# ACTIVITIES
a. Answer these questions using the passage on spheroid formation in aqueous two-phase systems:
(i) What total polymer content did the PEG35k-DEX500k pair require to form an ATPS and generate spheroids?
(ii) To what range did the minimum total polymer fraction rise with the other polymer pairs?
(iii) Of the eight polymer pairs whose solutions showed phase separation, how many ATPS resulted in successful spheroid formation?
b. Extend the passage on spheroid formation in aqueous two-phase systems, beginning after its final sentence.

# EXERCISE PASSAGE
# # # # # # #

Next these systems were tested for their ability to form a spheroid. From each pair of polymers, we selected only one ATPS containing the smallest concentrations of polymers to ensure each phase remains highly aqueous with minimal changes in the composition of culture medium (Figure SI-1). From the panel of polymers studied (Figure 3 and Figure SI-1), PEG35k-DEX500k pair required only a total of 10%(w/w) of polymers to form an ATPS and generate spheroids, i.e. 5%(w/w) from each polymer. The minimum concentration of polymers to give a two-phase system increased with other polymer pairs to 15-35%(w/w) of total polymer fraction in ATPS. Out of the eight polymer pairs whose aqueous solutions showed phase separation, six ATPS with a total polymer content of up to 25%(w/w) resulted in successful formation of spheroids (green cells in the lower left diagonal of Figure 3). These results suggest that high polymer concentrations can impede spheroid formation in ATPS and thus should be avoided. Based on this analysis, we consider the PEG35k-DEX500k pair the most suitable for ATPS-mediated production of cancer cell spheroids. This analysis demonstrated the broad utility of different ATPS for 3D culture beyond PEG-DEX ATPS primarily used in this study.

# # # # # # #

Point localization data
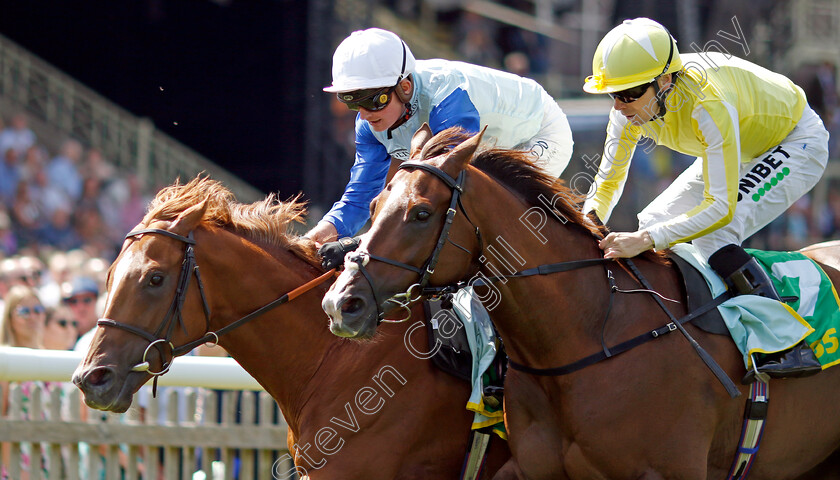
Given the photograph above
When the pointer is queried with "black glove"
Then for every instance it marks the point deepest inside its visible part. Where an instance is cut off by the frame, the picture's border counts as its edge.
(594, 217)
(332, 253)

# # # # # # #

# REPLIES
a.
(i) A total of 10%(w/w), or 5%(w/w) from each polymer.
(ii) 15-35%(w/w) of total polymer fraction.
(iii) Six.

b.
2.4. Characterization of consistency of spheroids size and single spheroid formation in DEX phase drops

Evaluation of cellular response to therapeutic compounds in a 3D microenvironment requires integrating spheroid culture into robotic systems for high throughput compound screening[4]. Therefore we adapted the ATPS spheroid microtechnology to a standard 96-well plate format to accommodate screening of several compounds or multiple concentrations of a compound within a plate. Using a commercial robotic liquid handler equipped with an air displacement pipetting head compatible with 96-well plates, a sub-microliter volume of the aqueous DEX phase containing cells is simultaneously dispensed in all wells to form an individual cell-containing drop in each well. Incubation results in formation of a single spheroid. The size of spheroids within a plate is inherently sensitive to variations in the volume of dispensed DEX drops. Thus, we examined distribution of size of DEX drops and resulting spheroids by dispensing a 400 nl drop containing 1×104 cells in each well. To ensure complete dispensing of the viscous DEX phase, 600 nl of pre-aspirated air volume was dispensed following the aqueous DEX phase. This protocol resulted in DEX drops of 993±101 μm and spheroids of 333±28 μm in diameter, respectively, within a plate at 24 hrs (Figure 4). Incubating spheroids for an additional day led to an increased circularity, defined as the ratio of largest and smallest diameters, indicating that spheroids become more compact (Figure 4, inset). In addition, the average diameter of spheroids showed a slight increase to 349±28 μm due to the growth of cells (Figure 4, inset). Following this protocol, we were able to consistently form spheroids in multiple 96-well plates with a standard deviation of ~8% (Figure SI-2).

Figure 4.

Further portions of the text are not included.